抜粋:
-------------------------
映画『レ・ミゼラブル』のロケ地にも選ばれたグルドン
 『フランスの美しい村を歩く』の著者として、まずはフランスを推薦させてください(笑)。魅力的な観光地がたくさんある国ですが、夏に旅をするのなら南フランス! 輝く太陽と真っ青な海が広がるコート・ダジュールをおすすめします。せっかく日本からはるばる行くのですから、一番美しい季節に訪問するのは旅の王道。地元の人も観光客もバカンスを楽しんでいる夏は、街全体が開放的な気分に包まれています。
 夏は21時ごろまで明るいので、観光に割ける時間が長いのも魅力。コート・ダジュールの中心にあるニース周辺には、「フランスの最も美しい村」に認定されている3つの村――グルドン、コアラーズ、ガッサンがあるので、こちらもぜひ訪れてほしいですね。「美しい村」への移動にはレンタカーが必要になりますが、それでは不安という人は現地のツアー会社を利用するのもいいでしょう。ニースには日本語で対応してもらえるツアー会社もあり、現地発着ツアーや車やガイドのチャーター手配などにも応じてくれます。3、4人のグループで利用すればそれほど費用はかかりませんよ。


? レトロな街並みを楽しむのなら今!
-------------------------
データ一覧:
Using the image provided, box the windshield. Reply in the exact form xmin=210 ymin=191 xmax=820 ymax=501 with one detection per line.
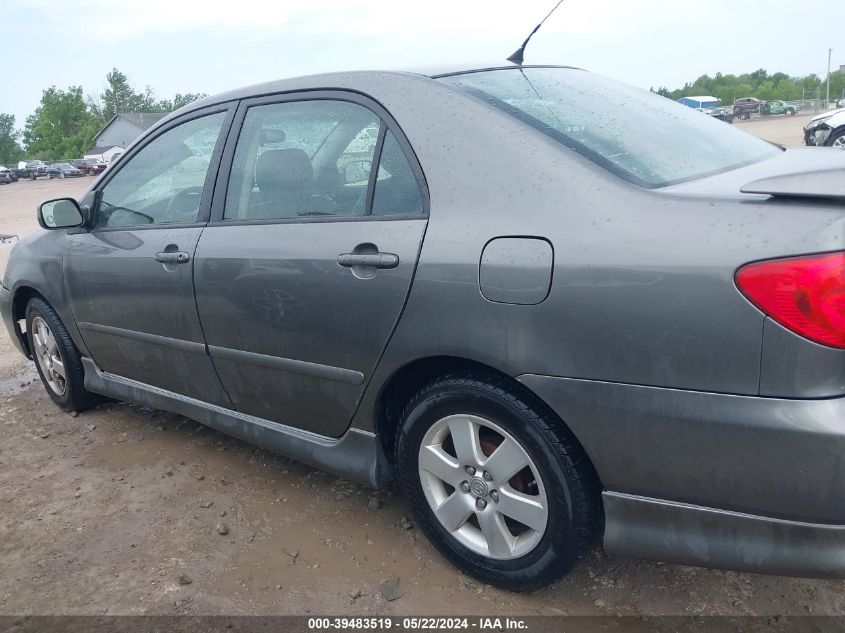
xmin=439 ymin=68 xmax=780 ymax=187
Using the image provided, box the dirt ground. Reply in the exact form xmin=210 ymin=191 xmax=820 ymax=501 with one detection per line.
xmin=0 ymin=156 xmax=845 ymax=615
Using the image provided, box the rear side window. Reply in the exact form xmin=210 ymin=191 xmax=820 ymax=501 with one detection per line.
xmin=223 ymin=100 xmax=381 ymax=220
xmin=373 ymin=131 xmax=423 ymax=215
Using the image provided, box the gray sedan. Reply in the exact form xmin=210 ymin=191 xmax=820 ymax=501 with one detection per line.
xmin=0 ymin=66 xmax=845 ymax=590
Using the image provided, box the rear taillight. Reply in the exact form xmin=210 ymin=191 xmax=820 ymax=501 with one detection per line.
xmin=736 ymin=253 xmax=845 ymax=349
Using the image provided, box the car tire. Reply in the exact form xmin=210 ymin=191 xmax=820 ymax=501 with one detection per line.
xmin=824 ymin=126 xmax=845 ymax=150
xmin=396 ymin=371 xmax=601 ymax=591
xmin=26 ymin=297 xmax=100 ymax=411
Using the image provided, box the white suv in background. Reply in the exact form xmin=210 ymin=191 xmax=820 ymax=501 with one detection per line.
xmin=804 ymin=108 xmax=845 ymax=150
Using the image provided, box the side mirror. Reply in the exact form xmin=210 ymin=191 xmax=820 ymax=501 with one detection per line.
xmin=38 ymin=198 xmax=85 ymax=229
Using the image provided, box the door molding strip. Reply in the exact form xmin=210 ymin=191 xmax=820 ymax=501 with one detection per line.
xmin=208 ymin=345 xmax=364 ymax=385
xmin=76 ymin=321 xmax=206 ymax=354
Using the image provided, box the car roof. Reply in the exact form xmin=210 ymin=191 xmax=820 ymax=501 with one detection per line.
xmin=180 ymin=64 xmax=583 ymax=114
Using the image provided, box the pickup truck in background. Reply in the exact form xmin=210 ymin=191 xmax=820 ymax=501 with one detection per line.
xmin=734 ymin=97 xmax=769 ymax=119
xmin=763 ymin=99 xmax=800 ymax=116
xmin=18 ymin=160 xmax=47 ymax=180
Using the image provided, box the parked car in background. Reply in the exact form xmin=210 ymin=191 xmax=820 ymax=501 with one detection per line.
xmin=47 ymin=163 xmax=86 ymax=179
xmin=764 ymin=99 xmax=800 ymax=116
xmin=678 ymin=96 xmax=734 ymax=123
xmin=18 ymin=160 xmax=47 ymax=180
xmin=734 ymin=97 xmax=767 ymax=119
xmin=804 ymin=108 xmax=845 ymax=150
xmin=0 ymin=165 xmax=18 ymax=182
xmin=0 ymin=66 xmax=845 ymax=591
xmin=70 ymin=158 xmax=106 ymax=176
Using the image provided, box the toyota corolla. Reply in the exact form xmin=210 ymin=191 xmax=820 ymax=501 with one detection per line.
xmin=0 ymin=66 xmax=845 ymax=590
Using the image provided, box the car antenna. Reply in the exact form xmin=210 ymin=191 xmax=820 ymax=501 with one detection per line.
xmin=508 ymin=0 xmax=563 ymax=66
-------------------------
課題の条件:
(A) 南フランスの旅についての抜粋を読み、次の問いに答えなさい。
(i) 夏に旅をするなら、著者はどこを勧めているか。
(ii) 夏は何時ごろまで明るいと書かれているか。
(iii) ニース周辺で「フランスの最も美しい村」に認定されている三つの村はどこか。
(B) 南フランスの旅についての抜粋の続きを、最後の行の後から書きなさい。

課題の解答:
(A)
(i) 南フランスのコート・ダジュールを勧めている。
(ii) 21時ごろまで明るいと書かれている。
(iii) グルドン、コアラーズ、ガッサンの三つである。

(B)
キューバ

キューバ
 “カリブ海の真珠”と呼ばれるキューバは、文豪ヘミングウェイも愛したラテンアメリカの国。昨年、54年ぶりにアメリカとの国交回復を果たしたことで、観光面での注目も集まっています。
 首都ハバナ旧市街の魅力は、スペイン統治時代のコロニアル建築が立ち並ぶレトロな街並み。1950年代のクラシックカーが今も現役で走り回り、まるでタイムスリップしたかのような感覚を楽しめます。
 でもこの景色を眺めることができるのも、あとわずかになりそうです。国交回復により、これまで制限されていたアメリカとの物流が改善され始めたからです。早ければ年内にも、ニューヨークやマイアミからの直行便も飛ぶ予定となっています。観光客が増え、アメリカ資本のホテルやサービスなども続々と入ってくるようになれば、ハバナの魅力の一つでもあったノスタルジックな雰囲気もあっという間に消えてしまうでしょう。だからこそ、キューバに行くのはそのギリギリ前、今年の夏がチャンスなのです!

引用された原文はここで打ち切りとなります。